[Dataset excerpts on object pointing]
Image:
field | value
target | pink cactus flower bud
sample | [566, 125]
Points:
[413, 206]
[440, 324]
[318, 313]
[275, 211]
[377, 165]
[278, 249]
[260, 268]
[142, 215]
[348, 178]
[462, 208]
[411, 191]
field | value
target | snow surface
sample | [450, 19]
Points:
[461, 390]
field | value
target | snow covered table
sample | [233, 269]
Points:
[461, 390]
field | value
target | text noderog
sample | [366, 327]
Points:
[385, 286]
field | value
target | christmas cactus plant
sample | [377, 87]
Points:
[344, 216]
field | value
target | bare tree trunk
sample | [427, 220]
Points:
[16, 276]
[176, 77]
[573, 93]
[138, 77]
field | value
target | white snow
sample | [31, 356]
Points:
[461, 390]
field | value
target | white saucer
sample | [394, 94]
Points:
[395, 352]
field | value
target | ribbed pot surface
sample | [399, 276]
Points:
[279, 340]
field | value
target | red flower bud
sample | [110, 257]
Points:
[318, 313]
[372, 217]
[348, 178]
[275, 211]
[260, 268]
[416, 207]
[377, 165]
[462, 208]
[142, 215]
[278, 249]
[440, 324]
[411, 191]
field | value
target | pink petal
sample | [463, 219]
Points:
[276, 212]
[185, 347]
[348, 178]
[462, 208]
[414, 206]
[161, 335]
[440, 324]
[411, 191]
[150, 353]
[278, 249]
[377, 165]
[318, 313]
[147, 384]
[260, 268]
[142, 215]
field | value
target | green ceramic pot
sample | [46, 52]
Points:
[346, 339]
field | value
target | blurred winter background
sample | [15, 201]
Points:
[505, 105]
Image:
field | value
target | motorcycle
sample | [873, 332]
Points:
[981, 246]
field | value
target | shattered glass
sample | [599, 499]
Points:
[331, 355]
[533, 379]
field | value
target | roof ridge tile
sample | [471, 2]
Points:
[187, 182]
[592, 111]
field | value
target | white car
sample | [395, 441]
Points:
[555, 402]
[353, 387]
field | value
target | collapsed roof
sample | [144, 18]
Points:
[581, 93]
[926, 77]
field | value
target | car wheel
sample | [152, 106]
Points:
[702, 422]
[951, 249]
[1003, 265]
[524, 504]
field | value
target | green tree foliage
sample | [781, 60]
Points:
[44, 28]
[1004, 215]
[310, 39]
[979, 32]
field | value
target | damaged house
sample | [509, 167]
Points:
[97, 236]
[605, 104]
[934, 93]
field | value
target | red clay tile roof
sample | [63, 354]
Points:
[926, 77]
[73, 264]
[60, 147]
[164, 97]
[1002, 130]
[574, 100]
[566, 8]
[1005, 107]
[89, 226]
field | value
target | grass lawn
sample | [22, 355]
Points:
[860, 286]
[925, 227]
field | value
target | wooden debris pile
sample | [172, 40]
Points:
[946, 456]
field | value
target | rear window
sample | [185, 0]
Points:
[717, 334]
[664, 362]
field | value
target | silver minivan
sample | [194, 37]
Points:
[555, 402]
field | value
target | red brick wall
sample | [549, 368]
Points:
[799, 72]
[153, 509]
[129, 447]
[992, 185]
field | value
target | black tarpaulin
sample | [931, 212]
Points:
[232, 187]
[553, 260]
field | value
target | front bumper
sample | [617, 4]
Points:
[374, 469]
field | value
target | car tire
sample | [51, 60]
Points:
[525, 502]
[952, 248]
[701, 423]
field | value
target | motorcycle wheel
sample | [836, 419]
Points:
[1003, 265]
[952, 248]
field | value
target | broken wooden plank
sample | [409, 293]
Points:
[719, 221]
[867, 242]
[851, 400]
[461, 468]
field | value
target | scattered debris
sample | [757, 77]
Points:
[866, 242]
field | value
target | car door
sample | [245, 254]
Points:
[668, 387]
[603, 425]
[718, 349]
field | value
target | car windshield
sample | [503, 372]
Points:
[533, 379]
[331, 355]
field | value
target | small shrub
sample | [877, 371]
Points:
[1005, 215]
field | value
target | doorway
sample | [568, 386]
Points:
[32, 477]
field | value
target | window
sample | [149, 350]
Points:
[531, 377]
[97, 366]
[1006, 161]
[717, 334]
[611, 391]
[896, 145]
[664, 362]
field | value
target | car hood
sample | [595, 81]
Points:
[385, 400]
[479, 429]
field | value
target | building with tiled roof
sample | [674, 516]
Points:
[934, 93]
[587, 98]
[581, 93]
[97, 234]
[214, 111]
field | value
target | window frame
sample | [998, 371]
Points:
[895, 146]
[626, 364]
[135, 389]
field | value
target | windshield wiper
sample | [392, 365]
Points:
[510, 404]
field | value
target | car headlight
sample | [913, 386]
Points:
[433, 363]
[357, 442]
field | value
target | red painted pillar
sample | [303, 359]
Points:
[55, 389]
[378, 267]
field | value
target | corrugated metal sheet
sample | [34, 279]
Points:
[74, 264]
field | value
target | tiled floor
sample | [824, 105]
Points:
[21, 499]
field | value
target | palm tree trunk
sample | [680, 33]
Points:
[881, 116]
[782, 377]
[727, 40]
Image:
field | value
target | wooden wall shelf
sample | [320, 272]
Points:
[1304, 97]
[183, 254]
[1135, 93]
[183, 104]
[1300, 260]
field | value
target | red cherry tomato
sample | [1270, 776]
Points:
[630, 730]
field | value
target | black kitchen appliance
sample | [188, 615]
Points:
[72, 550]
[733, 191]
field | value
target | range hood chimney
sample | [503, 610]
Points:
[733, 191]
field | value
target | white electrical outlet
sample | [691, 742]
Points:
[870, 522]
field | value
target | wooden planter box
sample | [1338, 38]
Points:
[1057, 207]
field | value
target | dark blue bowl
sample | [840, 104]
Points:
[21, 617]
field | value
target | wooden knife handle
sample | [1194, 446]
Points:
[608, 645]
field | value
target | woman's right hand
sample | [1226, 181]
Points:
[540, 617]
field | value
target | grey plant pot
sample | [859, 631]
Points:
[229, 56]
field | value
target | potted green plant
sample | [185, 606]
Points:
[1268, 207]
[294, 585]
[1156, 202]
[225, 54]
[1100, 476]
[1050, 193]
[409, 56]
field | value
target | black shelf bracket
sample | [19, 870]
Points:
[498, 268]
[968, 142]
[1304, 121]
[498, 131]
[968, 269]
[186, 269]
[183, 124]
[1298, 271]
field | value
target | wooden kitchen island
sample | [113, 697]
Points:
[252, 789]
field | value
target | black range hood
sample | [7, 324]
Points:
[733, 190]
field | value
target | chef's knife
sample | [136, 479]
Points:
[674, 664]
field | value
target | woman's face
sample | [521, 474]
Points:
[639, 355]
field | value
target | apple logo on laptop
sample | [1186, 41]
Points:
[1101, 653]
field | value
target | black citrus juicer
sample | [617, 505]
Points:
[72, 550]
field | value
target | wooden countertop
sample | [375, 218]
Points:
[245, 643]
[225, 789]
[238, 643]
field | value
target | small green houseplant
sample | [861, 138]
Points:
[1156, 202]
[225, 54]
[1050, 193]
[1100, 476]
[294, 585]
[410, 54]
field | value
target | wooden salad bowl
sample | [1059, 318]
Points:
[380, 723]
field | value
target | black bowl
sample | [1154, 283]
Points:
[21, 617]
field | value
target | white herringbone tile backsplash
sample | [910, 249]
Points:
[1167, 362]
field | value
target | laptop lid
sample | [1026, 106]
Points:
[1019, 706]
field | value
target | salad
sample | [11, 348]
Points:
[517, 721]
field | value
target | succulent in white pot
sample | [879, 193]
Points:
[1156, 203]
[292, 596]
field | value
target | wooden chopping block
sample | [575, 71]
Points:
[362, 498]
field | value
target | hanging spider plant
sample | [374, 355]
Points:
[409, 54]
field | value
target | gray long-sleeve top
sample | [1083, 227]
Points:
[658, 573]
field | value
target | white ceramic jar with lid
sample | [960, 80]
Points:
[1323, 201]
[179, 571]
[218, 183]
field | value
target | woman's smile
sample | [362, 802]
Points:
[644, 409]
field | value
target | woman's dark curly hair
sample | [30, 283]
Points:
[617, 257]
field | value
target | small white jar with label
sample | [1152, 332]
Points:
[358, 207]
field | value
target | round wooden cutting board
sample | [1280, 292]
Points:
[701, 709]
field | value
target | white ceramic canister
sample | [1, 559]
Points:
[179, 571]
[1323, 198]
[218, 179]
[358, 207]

Stated exercise: How many lines in the records above contain the word "wooden"? Case counts, so give only the number.

Correct response: 10